(Exercise details) Ignoring pictures, transcribe exactly the lines between the one containing "Hi there — could you locate the bell" and the end of the material, both included.

(The records)
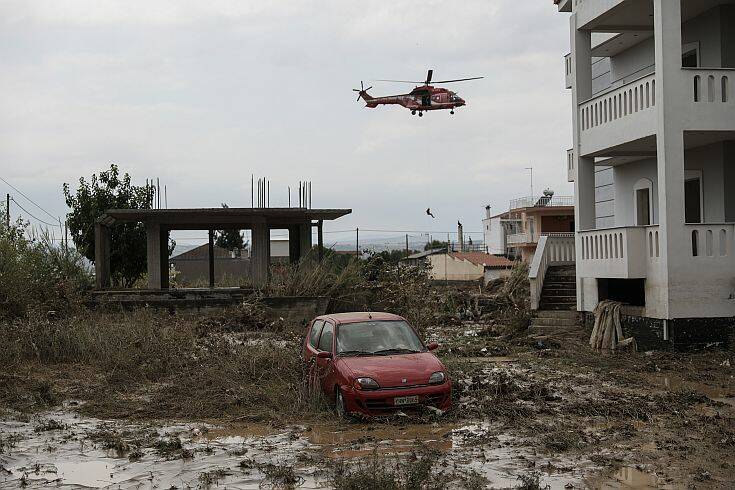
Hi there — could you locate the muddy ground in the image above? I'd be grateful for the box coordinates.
[1,316,734,489]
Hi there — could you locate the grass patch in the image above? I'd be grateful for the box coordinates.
[0,308,326,421]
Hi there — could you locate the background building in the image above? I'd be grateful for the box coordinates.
[483,192,574,262]
[428,252,513,283]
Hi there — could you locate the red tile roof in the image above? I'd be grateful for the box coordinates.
[449,252,514,268]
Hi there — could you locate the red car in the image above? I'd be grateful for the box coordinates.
[303,312,452,418]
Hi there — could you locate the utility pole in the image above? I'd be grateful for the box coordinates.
[5,193,9,228]
[356,228,359,257]
[405,234,409,257]
[525,166,534,197]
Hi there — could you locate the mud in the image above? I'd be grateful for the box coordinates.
[2,318,734,488]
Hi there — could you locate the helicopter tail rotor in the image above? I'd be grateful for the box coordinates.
[352,81,373,102]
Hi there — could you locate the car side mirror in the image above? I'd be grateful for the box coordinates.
[317,351,333,359]
[427,342,439,351]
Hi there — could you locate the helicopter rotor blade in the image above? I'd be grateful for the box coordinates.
[365,86,372,91]
[431,76,484,84]
[425,69,433,85]
[375,79,425,84]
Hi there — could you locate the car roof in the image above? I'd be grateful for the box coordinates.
[314,312,406,325]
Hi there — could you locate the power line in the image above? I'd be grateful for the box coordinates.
[10,197,61,228]
[0,176,59,221]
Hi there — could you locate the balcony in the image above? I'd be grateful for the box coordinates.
[578,226,648,279]
[578,69,735,156]
[578,73,657,156]
[509,195,574,210]
[507,232,532,246]
[686,69,735,130]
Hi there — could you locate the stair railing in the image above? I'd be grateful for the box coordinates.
[529,235,576,310]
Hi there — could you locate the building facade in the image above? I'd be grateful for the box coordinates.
[552,0,735,345]
[428,252,513,283]
[483,194,574,262]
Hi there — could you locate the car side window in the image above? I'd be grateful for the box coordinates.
[308,320,324,349]
[317,322,334,352]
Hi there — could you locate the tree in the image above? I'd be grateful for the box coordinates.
[63,164,173,287]
[214,203,246,253]
[424,240,448,251]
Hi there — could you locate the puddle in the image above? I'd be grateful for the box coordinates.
[306,422,454,459]
[592,466,670,489]
[0,410,599,489]
[655,375,735,406]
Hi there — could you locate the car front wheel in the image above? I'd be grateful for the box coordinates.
[335,388,352,421]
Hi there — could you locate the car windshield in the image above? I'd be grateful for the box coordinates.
[336,320,425,356]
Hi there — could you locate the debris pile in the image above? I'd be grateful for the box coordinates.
[590,300,637,352]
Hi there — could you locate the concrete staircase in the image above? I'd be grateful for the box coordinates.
[530,265,579,333]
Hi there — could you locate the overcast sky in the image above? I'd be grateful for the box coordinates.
[0,0,572,248]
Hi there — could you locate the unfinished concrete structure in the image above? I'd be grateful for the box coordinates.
[94,208,351,289]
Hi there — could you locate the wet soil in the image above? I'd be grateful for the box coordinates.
[2,321,734,488]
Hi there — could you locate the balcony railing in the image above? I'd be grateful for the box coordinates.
[687,68,733,104]
[509,195,574,210]
[580,73,656,132]
[507,232,532,246]
[578,226,647,278]
[688,224,735,259]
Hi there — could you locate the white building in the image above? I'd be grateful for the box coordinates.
[537,0,735,348]
[483,195,575,262]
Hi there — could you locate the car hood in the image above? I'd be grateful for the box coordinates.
[337,352,445,388]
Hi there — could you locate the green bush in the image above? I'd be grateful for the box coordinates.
[0,220,91,320]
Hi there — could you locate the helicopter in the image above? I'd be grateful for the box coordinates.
[353,69,483,117]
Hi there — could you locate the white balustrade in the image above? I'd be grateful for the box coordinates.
[578,227,647,278]
[580,73,656,132]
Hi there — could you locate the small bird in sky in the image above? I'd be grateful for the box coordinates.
[426,208,436,219]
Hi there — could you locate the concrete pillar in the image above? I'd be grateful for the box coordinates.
[571,19,595,232]
[654,0,686,318]
[146,222,163,289]
[298,222,312,259]
[570,15,595,311]
[317,220,324,262]
[94,223,111,289]
[288,225,301,264]
[208,229,215,288]
[251,223,270,286]
[160,227,169,289]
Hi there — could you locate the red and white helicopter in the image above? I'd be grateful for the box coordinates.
[354,69,482,117]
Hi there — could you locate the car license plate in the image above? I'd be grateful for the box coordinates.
[394,395,419,406]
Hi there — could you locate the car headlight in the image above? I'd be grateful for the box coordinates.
[428,372,446,385]
[353,377,380,390]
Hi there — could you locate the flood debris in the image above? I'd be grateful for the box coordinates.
[590,300,637,352]
[1,261,734,487]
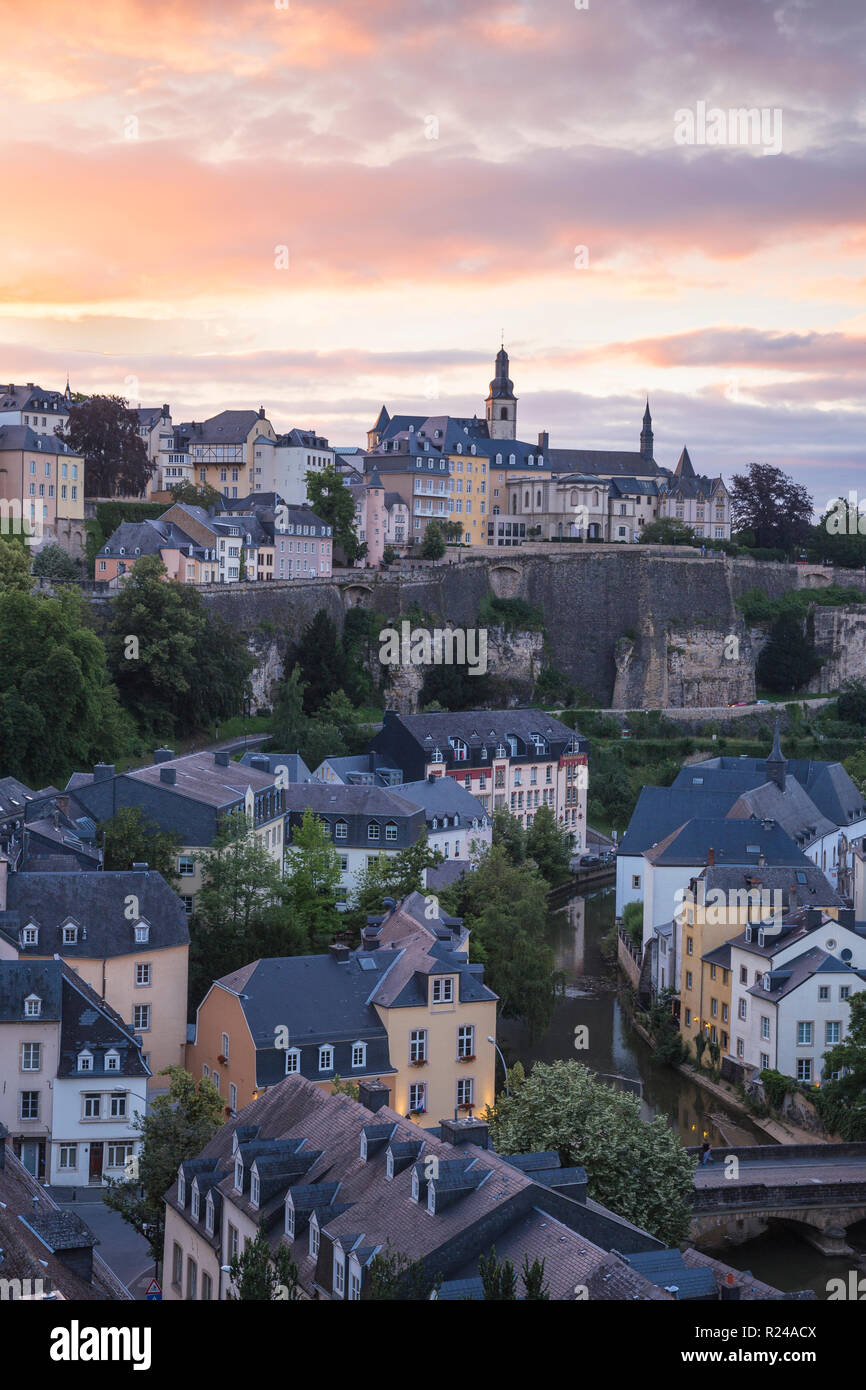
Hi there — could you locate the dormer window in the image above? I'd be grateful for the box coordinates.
[449,737,468,762]
[134,923,149,944]
[234,1157,243,1191]
[24,994,41,1018]
[78,1050,93,1071]
[192,1184,200,1221]
[763,973,771,991]
[432,977,455,1004]
[21,925,38,946]
[318,1044,334,1073]
[745,927,752,943]
[105,1049,120,1072]
[411,1168,420,1202]
[309,1214,320,1258]
[285,1047,301,1075]
[386,1149,395,1180]
[351,1041,367,1069]
[285,1198,295,1238]
[205,1193,214,1235]
[63,925,78,944]
[250,1171,260,1208]
[178,1171,186,1206]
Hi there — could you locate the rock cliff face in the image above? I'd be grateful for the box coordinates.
[188,552,866,710]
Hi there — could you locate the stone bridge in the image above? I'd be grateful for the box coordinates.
[687,1143,866,1256]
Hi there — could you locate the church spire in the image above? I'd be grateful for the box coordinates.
[485,343,518,440]
[640,399,653,462]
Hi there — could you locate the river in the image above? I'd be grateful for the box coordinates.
[496,884,866,1298]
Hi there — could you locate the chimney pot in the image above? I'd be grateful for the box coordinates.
[358,1080,390,1113]
[707,847,715,866]
[160,767,177,785]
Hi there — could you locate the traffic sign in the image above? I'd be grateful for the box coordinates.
[145,1278,162,1301]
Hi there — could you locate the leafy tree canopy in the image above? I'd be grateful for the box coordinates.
[31,543,80,582]
[61,394,154,498]
[100,806,182,884]
[730,463,812,551]
[486,1059,696,1245]
[305,466,363,564]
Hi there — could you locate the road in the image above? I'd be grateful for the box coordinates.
[694,1155,866,1188]
[48,1186,155,1298]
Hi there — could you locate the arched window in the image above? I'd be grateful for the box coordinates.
[593,491,599,506]
[536,490,541,506]
[571,490,579,505]
[495,454,502,466]
[500,407,508,420]
[508,453,516,465]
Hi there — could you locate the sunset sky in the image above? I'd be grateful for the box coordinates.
[2,0,865,505]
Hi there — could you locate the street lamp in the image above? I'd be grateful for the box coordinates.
[487,1036,510,1097]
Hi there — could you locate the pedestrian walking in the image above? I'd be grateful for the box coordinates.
[700,1141,713,1166]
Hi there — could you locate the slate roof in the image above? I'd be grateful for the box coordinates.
[0,424,79,456]
[727,910,861,959]
[58,966,149,1079]
[726,777,835,848]
[174,410,266,444]
[624,1248,718,1300]
[282,781,422,819]
[674,753,866,828]
[0,870,189,957]
[163,1074,667,1300]
[125,750,277,807]
[745,946,866,1002]
[547,447,663,478]
[425,859,472,893]
[237,751,313,783]
[0,960,62,1022]
[208,951,397,1088]
[699,862,843,908]
[0,1147,121,1300]
[642,818,808,869]
[397,777,490,824]
[382,708,582,750]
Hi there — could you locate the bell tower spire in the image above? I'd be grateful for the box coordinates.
[485,343,517,440]
[640,399,654,462]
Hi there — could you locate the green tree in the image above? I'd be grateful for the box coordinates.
[486,1059,696,1245]
[105,554,253,737]
[31,543,80,582]
[367,1241,440,1300]
[730,462,812,551]
[638,518,698,546]
[100,806,182,884]
[0,536,33,594]
[189,820,305,1009]
[622,900,643,951]
[756,610,823,693]
[345,835,442,932]
[493,808,526,866]
[525,804,572,886]
[305,466,363,563]
[446,844,560,1038]
[521,1254,550,1300]
[169,480,223,511]
[837,680,866,727]
[479,1246,517,1299]
[381,545,398,566]
[293,609,350,714]
[227,1220,300,1300]
[268,666,308,751]
[283,809,343,950]
[103,1065,223,1263]
[61,394,154,497]
[0,587,132,785]
[420,521,445,560]
[815,992,866,1140]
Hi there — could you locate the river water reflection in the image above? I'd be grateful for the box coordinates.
[496,884,866,1297]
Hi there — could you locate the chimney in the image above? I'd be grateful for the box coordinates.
[92,763,115,783]
[838,906,855,932]
[439,1116,489,1150]
[329,943,351,965]
[214,751,230,767]
[427,773,437,783]
[153,747,175,764]
[162,403,170,417]
[132,861,149,871]
[160,767,177,785]
[250,755,270,771]
[538,430,549,451]
[358,1080,390,1114]
[707,847,715,866]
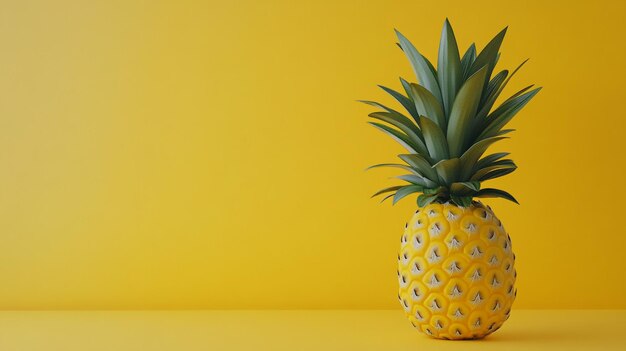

(Answer to this exercise)
Hi there — could you locate the bell tower spire in the image above? I'd be grateful for the box coordinates.
[485,343,517,440]
[640,399,654,462]
Hi there — could you locate the green tree in the image above? I'd be grateful for the box coordinates.
[486,1059,696,1245]
[105,554,253,737]
[31,543,80,582]
[367,1241,440,1300]
[730,462,812,551]
[638,518,698,546]
[100,806,182,884]
[0,536,33,594]
[189,820,305,1009]
[622,900,643,951]
[756,610,823,693]
[345,835,442,932]
[493,808,526,866]
[525,804,572,886]
[305,466,363,563]
[446,844,560,1038]
[521,1254,550,1300]
[169,480,223,511]
[837,680,866,727]
[479,1246,517,1299]
[381,545,398,566]
[293,609,350,714]
[227,1220,300,1300]
[268,666,308,751]
[283,809,343,950]
[103,1065,223,1263]
[61,394,154,497]
[0,587,132,785]
[420,521,445,560]
[815,992,866,1140]
Hi there — could you locate the river water reflection in the image above? I'd be grateful for the box coordinates.
[496,884,866,1297]
Hi there — could you locate the chimney in the image above? I'd be grateful for the box coordinates.
[92,763,115,783]
[838,906,855,932]
[439,1116,489,1150]
[329,943,351,965]
[214,751,230,767]
[427,773,437,783]
[153,747,175,764]
[162,403,170,417]
[132,861,149,871]
[160,767,177,785]
[250,755,270,771]
[538,430,549,451]
[358,1080,390,1114]
[707,847,715,866]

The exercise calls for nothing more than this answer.